» **Exercise instructions**
Exactly the lines from the one containing "One pin marks each instance of the green dirt" through the end of the entries, both ends included, are to be output.

» **Entries supplied**
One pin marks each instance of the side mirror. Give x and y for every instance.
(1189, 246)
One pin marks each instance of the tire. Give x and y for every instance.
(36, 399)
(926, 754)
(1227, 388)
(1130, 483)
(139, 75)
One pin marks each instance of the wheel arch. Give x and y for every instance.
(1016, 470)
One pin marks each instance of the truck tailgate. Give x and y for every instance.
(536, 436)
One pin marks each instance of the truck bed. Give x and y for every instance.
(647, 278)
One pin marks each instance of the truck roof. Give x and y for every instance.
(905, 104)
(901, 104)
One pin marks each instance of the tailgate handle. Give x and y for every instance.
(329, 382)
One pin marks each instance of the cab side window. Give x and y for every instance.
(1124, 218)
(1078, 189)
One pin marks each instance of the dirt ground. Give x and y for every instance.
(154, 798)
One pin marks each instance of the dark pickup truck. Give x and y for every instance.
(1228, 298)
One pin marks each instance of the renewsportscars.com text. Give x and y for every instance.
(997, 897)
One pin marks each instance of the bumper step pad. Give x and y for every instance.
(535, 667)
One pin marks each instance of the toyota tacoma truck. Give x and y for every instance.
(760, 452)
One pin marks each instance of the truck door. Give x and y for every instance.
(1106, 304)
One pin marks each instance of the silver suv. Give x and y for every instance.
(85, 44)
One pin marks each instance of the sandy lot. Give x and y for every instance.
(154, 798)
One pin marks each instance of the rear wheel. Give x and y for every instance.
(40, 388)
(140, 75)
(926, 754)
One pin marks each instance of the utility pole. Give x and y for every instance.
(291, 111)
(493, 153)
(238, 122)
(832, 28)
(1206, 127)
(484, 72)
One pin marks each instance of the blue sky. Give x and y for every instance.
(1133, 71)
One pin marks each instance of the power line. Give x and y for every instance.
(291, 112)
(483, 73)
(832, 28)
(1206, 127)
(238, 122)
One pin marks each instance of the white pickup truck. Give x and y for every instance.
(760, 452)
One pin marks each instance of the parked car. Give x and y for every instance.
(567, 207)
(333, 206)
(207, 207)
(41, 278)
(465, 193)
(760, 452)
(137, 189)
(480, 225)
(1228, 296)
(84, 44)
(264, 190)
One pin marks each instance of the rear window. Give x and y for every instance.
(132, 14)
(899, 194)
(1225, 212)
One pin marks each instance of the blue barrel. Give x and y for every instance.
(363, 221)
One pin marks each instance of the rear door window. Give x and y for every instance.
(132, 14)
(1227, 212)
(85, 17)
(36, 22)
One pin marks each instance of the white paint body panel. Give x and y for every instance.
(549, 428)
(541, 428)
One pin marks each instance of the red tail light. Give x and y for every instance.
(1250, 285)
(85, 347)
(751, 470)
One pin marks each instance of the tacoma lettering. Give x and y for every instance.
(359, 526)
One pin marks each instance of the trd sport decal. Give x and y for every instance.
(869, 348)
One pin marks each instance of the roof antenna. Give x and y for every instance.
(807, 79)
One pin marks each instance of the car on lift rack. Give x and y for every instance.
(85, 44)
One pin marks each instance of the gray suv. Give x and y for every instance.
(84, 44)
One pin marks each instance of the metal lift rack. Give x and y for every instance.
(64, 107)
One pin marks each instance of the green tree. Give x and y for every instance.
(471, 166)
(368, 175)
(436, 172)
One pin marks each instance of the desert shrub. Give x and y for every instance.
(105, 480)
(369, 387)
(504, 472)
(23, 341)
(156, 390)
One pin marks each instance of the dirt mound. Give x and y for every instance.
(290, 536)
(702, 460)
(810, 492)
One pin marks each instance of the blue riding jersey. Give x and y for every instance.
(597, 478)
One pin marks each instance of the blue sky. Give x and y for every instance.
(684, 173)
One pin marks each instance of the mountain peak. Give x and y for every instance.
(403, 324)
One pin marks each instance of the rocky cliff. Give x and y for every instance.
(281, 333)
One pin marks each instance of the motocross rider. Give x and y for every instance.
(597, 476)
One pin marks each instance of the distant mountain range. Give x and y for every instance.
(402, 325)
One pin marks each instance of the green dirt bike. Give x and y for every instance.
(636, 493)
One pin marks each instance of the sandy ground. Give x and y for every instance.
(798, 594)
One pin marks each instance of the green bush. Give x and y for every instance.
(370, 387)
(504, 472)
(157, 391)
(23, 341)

» **Output for this exercise**
One pin marks each instance of the green dirt bike. Give x and y for every instance.
(636, 493)
One pin marks each instance of the sandy ground. Give x and y for every instance.
(798, 594)
One pin marks each instance of the green bush. Give x and y for every instance.
(370, 387)
(504, 472)
(157, 391)
(23, 341)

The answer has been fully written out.